Exercise prompt >> Recast the lines below as a JSON list of strings, one string per line, leaving out any blank lines.

Records provided >>
§

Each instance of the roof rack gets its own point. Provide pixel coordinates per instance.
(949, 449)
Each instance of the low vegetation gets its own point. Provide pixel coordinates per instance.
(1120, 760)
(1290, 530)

§

Exercise solution >>
[
  "Each instance of the roof rack gets its own point. Provide pixel coordinates per instance.",
  "(949, 449)",
  "Each instance of the low vegetation gets its own point. Provide pixel coordinates per instance.",
  "(1120, 760)",
  "(1290, 530)"
]